On Monday, Texas Governor Rick Perry said that Texas will not implement an expansion of the Medicaid program or create a health insurance exchange. This would mean Texas would have the highest percentage of people without insurance outside the key provisions of the signature healthcare law promoted by President Barrack Obama. Currently, about 6.2 million people in Texas are without health insurance. According to percentages, Texas has the highest percentage of people without health insurance in the nation at 24.6 percent. There are more people without insurance in California, but the percentage is lower.
Perry joined other fellow Republican governors from Florida, South Carolina, Wisconsin, Mississippi and Louisiana in rejecting the two key provisions of the new healthcare law. The Republicans hope to repeal the law if they win at the White House.
In an officially issues statement, Rick Perry said “I will not be party to socializing healthcare and bankrupting my state in direct contradiction to our Constitution and our founding principles of limited government.”
On Monday, Perry also sent a letter to U.S. Health and Human Services Secretary Kathleen Sebelius asking her to relay the message to Obama that Perry would continue to oppose the provisions “because both represent brazen intrusions into the sovereignty of our state.”
##########
Problems to work on.
(a) In the article on Texas and Medicaid, what reason did Perry give Sebelius in his letter for continuing to oppose the two provisions? Answer in one to three sentences.
(b) Please state the percentage of people in Texas without health insurance, according to the article on Texas and Medicaid.
The data below comes from a separate source and is unrelated to the article.

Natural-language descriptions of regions
##########
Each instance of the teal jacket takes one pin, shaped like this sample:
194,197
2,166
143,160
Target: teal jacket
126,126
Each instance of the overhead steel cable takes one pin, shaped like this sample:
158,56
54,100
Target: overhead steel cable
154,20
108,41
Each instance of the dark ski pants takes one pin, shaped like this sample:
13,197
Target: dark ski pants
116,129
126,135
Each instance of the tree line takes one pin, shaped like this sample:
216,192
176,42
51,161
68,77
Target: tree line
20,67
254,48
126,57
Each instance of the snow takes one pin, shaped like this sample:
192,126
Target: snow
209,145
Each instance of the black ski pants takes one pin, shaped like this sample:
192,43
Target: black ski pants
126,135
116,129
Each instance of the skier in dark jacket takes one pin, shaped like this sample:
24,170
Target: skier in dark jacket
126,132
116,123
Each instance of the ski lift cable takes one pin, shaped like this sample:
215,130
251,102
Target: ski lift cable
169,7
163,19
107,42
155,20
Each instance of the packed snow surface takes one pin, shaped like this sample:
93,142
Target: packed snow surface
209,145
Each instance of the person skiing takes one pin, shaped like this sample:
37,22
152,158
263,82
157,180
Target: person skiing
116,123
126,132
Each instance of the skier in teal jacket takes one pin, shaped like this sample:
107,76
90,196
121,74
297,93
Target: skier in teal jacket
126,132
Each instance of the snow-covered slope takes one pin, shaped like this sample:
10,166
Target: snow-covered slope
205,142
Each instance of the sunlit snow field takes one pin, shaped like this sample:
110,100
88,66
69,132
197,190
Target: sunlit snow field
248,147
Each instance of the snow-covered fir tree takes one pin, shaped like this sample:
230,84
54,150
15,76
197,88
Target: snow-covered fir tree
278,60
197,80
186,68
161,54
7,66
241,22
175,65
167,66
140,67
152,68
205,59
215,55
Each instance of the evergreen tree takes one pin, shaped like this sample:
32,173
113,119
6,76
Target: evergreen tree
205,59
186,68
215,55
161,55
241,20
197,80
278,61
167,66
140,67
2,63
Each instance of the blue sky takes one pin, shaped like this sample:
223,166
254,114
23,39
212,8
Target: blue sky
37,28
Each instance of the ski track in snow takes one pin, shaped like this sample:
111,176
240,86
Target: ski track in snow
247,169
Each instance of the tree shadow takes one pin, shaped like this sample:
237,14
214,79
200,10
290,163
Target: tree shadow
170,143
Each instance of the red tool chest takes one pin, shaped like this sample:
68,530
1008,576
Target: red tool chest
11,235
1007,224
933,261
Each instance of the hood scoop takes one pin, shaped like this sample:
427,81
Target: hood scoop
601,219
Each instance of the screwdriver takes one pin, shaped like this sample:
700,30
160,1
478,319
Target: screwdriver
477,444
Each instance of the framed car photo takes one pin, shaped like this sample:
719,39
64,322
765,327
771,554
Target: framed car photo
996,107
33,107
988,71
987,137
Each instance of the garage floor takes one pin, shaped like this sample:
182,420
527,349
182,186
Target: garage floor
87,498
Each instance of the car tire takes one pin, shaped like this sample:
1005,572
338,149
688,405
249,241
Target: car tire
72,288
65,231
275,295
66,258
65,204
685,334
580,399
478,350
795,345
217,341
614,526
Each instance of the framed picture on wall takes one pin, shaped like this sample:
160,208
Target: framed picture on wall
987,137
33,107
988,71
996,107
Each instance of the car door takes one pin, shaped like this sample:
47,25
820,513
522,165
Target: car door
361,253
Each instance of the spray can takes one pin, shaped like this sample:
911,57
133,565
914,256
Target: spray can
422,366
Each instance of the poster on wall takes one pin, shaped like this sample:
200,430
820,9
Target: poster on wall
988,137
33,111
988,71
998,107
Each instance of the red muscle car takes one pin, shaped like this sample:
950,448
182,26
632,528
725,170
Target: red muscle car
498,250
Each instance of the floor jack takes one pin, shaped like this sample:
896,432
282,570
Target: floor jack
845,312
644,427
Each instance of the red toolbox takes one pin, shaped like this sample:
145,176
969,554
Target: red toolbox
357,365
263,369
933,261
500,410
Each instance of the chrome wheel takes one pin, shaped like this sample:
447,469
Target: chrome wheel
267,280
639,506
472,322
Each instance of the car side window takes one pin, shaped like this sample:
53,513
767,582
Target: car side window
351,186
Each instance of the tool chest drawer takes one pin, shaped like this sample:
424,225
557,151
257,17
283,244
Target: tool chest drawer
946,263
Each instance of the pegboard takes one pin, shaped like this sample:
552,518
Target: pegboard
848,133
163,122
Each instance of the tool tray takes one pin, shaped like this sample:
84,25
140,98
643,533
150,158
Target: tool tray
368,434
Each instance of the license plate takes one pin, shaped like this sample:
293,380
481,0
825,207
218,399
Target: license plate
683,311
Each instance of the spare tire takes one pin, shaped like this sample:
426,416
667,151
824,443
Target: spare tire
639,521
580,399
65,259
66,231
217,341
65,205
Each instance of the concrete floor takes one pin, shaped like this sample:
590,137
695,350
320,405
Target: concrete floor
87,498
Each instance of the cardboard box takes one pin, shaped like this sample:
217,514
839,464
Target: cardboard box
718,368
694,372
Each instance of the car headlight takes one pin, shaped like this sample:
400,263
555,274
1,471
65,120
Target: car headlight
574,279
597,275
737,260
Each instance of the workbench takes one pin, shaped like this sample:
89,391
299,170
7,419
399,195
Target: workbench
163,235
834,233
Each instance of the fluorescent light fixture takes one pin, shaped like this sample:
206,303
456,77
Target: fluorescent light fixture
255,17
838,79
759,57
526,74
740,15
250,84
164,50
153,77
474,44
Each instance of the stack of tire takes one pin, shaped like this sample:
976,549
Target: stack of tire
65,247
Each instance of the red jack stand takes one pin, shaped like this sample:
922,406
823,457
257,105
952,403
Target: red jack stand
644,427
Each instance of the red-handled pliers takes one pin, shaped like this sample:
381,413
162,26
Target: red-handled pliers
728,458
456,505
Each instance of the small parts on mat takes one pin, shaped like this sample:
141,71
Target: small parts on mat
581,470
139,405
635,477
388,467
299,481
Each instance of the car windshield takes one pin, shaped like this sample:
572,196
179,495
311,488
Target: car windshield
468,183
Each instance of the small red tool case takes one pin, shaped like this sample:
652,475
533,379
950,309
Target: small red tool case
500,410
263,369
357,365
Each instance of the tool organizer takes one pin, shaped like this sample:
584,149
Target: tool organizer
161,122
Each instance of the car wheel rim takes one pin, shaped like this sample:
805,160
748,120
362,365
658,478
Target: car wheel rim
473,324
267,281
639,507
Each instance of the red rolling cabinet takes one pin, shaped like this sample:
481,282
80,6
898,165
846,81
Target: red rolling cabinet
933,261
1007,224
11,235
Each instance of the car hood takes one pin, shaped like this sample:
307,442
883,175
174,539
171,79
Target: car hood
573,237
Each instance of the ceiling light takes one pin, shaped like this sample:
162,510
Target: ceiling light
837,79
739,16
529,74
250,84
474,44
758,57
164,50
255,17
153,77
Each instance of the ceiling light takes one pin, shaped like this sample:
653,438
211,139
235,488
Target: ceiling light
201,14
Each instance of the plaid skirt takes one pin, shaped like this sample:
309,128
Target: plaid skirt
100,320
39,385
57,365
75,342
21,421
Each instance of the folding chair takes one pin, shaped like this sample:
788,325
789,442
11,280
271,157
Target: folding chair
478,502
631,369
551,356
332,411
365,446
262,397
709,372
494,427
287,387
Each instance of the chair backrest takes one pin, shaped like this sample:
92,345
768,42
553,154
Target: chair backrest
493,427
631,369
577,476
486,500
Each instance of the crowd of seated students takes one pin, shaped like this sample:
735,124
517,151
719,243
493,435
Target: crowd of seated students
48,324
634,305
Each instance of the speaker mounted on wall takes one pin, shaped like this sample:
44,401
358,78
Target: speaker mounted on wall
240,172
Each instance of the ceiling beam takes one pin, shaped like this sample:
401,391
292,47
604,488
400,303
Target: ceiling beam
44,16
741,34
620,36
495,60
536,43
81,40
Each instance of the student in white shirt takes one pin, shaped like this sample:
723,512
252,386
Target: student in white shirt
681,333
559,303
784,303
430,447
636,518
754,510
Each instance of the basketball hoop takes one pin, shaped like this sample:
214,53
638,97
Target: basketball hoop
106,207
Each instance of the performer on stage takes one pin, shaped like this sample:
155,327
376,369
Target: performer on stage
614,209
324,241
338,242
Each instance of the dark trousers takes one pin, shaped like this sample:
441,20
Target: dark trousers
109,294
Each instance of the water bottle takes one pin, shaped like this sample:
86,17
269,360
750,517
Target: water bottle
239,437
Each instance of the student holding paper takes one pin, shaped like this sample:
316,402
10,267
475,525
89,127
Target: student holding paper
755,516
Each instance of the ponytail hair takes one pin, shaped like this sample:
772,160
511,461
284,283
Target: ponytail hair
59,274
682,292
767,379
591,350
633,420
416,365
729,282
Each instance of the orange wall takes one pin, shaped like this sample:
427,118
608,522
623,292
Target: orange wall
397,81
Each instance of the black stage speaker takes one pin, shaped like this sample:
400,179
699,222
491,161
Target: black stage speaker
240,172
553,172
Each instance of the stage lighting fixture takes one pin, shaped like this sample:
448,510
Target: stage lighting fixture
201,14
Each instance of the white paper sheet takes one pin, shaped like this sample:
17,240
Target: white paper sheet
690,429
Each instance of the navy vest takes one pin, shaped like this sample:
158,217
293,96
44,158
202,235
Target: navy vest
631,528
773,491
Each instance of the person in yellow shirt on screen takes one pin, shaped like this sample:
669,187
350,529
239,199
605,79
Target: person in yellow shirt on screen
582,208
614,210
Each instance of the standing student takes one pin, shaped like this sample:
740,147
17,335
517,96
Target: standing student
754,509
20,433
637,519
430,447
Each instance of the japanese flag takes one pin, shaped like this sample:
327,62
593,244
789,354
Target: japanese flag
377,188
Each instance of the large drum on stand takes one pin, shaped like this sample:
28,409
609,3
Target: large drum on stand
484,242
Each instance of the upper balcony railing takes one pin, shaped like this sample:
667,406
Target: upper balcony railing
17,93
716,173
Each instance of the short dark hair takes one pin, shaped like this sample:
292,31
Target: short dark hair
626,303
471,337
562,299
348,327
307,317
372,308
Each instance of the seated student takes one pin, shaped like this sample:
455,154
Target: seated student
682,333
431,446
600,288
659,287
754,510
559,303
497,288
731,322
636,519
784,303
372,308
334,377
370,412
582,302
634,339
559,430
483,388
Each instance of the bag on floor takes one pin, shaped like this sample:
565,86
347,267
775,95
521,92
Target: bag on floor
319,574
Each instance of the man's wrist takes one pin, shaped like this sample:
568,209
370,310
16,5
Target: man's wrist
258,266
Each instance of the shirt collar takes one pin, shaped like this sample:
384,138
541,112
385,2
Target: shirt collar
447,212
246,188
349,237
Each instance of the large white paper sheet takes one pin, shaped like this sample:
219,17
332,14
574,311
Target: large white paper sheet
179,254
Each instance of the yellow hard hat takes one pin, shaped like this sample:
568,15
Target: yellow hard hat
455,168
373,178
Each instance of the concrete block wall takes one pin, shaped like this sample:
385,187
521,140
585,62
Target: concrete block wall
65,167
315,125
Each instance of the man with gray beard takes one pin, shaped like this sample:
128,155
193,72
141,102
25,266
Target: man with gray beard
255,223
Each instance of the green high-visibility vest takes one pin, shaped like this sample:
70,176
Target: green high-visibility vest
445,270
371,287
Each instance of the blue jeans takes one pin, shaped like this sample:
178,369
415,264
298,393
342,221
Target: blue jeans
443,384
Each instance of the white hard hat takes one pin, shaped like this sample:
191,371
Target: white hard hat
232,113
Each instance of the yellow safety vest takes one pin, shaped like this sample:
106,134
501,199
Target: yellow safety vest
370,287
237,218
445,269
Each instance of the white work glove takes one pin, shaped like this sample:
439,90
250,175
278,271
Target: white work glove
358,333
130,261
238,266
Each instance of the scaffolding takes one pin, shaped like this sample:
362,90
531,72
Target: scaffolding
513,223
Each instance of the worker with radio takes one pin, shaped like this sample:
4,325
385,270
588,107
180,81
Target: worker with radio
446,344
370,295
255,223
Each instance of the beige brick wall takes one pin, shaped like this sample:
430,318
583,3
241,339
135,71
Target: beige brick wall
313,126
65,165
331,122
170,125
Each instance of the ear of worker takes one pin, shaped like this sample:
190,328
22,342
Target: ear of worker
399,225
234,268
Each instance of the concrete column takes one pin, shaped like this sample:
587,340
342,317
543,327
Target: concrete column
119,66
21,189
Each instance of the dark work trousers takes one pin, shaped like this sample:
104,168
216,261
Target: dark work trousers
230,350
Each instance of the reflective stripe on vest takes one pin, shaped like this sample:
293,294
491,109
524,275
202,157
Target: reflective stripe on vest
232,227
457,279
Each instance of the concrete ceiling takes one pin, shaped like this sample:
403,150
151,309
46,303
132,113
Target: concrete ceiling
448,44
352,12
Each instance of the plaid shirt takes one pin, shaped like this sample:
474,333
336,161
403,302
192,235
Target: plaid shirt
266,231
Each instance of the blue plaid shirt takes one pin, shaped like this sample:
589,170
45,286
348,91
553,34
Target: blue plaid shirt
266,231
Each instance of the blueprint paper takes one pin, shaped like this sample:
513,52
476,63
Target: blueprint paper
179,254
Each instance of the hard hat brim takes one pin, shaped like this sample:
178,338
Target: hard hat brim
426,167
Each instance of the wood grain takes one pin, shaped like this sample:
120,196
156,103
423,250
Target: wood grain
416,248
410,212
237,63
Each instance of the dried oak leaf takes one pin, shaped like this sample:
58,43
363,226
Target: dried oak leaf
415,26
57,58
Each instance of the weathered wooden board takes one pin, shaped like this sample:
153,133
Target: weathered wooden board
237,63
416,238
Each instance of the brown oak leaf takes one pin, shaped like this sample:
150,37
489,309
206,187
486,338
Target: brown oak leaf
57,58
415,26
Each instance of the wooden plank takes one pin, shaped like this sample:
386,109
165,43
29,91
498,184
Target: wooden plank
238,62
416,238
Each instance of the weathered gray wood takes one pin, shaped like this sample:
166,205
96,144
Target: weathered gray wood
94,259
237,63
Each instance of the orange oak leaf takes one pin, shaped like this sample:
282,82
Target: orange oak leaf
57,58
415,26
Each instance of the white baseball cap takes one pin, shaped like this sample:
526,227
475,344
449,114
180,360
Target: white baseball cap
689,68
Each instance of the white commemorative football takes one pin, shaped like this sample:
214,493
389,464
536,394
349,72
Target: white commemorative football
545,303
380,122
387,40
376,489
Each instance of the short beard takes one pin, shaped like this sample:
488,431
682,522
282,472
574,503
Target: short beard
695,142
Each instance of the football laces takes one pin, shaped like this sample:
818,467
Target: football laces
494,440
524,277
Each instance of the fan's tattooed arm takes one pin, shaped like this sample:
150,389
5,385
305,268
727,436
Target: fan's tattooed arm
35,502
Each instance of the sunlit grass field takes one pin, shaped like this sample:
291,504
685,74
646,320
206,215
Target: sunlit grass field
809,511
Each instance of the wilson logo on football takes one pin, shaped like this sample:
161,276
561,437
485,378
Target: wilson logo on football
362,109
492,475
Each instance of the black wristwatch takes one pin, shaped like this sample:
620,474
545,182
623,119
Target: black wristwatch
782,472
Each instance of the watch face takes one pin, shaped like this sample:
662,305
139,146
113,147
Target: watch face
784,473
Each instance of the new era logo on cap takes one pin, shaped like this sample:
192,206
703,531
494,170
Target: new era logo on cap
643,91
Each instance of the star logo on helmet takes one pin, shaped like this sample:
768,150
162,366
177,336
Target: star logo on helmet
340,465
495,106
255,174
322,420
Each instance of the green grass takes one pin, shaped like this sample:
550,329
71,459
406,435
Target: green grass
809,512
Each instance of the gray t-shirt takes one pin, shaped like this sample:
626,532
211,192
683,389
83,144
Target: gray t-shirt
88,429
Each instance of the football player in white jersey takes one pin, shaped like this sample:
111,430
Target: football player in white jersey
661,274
##########
Task-by-task solutions.
(a) Perry wrote that he would keep opposing the Medicaid expansion and the health insurance exchange "because both represent brazen intrusions into the sovereignty of our state." He asked Sebelius to pass that message on to Obama.

(b) 24.6 percent.